## Available data:
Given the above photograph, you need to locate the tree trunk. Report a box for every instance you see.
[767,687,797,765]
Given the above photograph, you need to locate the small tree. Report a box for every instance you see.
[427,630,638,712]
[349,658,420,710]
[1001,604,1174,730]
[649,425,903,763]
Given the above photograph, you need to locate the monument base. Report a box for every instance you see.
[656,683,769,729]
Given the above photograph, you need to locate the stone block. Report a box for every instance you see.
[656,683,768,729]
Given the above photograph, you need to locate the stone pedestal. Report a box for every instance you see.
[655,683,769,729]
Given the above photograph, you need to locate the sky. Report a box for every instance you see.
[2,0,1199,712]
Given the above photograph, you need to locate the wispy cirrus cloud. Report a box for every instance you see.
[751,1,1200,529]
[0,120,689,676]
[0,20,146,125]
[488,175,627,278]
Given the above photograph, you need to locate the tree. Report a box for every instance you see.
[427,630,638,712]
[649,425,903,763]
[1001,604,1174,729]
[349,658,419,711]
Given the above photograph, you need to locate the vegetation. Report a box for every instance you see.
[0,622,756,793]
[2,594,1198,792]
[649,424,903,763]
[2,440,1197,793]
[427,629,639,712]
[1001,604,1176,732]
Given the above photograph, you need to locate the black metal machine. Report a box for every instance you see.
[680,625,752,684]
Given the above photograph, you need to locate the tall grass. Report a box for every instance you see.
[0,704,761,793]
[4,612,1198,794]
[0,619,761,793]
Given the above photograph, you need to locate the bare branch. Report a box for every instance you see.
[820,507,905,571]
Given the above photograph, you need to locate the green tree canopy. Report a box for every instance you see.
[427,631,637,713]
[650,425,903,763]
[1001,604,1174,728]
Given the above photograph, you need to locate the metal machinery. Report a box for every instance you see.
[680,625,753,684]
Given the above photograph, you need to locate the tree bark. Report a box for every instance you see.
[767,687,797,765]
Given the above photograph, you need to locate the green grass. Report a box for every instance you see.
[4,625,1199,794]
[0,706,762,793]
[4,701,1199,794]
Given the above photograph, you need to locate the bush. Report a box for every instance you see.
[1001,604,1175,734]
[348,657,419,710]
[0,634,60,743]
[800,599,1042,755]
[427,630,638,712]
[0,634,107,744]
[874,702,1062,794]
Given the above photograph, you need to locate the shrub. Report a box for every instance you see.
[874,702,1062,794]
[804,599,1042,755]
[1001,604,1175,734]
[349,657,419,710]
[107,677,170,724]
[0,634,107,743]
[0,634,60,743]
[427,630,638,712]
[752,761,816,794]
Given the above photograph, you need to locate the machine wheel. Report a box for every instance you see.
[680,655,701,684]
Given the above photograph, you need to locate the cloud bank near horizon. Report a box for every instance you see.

## Activity:
Restating the data word for word is the whole task.

## Result of this exercise:
Given the above photograph, you need to locate the tree trunk. Report a box for every instance you see.
[767,687,797,765]
Given the above photograph, you need to locate the small tree. Report a box for every instance you see.
[427,630,638,712]
[349,658,420,710]
[1001,604,1174,730]
[649,425,903,763]
Given the above photograph, you need to locate the monument base. Report a box for every instance you see.
[656,683,769,729]
Given the above photograph, you need to locate the stone block. Report a box for every instance you see.
[656,683,768,729]
Given the above photograph, you need to locate the stone pedestal. Report a box for every instance you see.
[655,683,769,729]
Given the above photograph, you need to locate the sky. Report a box for every instance you see.
[2,0,1199,712]
Given the above photograph, you need to locate the wispy cirrus cloud. Report a box for every instance you see.
[751,1,1200,529]
[0,120,689,676]
[0,20,146,125]
[488,175,627,278]
Given the above photograph, you need to locate the tree. Report a box for every instance you see.
[427,630,638,712]
[649,425,903,763]
[1001,604,1174,729]
[349,658,419,711]
Given the above photograph, you need to locate the vegetation. Report a box for every instance you see.
[0,622,756,793]
[2,594,1198,792]
[649,424,903,763]
[2,440,1197,793]
[427,629,639,712]
[1001,604,1176,732]
Given the above photograph, you need to locate the black metal machine. Report a box for every instance you see.
[680,625,752,684]
Given the above photograph, you need to locate the tall grass. Report a box for every instance you see.
[0,704,761,793]
[4,612,1198,794]
[0,619,761,793]
Given the above photograph, you need to locate the bare branch. Report a box for every instance you see.
[820,507,905,571]
Given the above photograph, you need to locate the green tree canopy. Report a box for every instance you see.
[427,631,637,713]
[650,425,903,763]
[1001,604,1174,728]
Given the above photograph, you need to locate the metal machinery. Report a box for every instance you see.
[680,625,753,684]
Given the above photograph, you need to locate the tree bark. Report a box for every instance you see.
[767,687,797,765]
Given the above photograph, you need to locate the green grass. Report a box for every instance you see.
[4,625,1199,794]
[0,706,762,793]
[4,701,1199,794]
Given the above photograph, you need to locate the bush. Report a box for every instance you see.
[1001,604,1175,734]
[348,657,419,710]
[0,634,60,743]
[800,599,1042,755]
[427,630,638,712]
[0,634,107,744]
[874,702,1062,794]
Given the above photograph, you need to locate the shrub. Report a box for every instance you see.
[874,702,1062,794]
[804,599,1042,755]
[1001,604,1175,734]
[349,657,419,710]
[107,677,170,724]
[0,634,107,743]
[0,634,60,743]
[427,630,638,712]
[752,761,816,794]
Given the above photograph, you need to locate the machine wheel. Report a box for every instance you see.
[680,655,701,684]
Given the above photograph, you need to locate the cloud bank near horizon. Report a box for every instance you see.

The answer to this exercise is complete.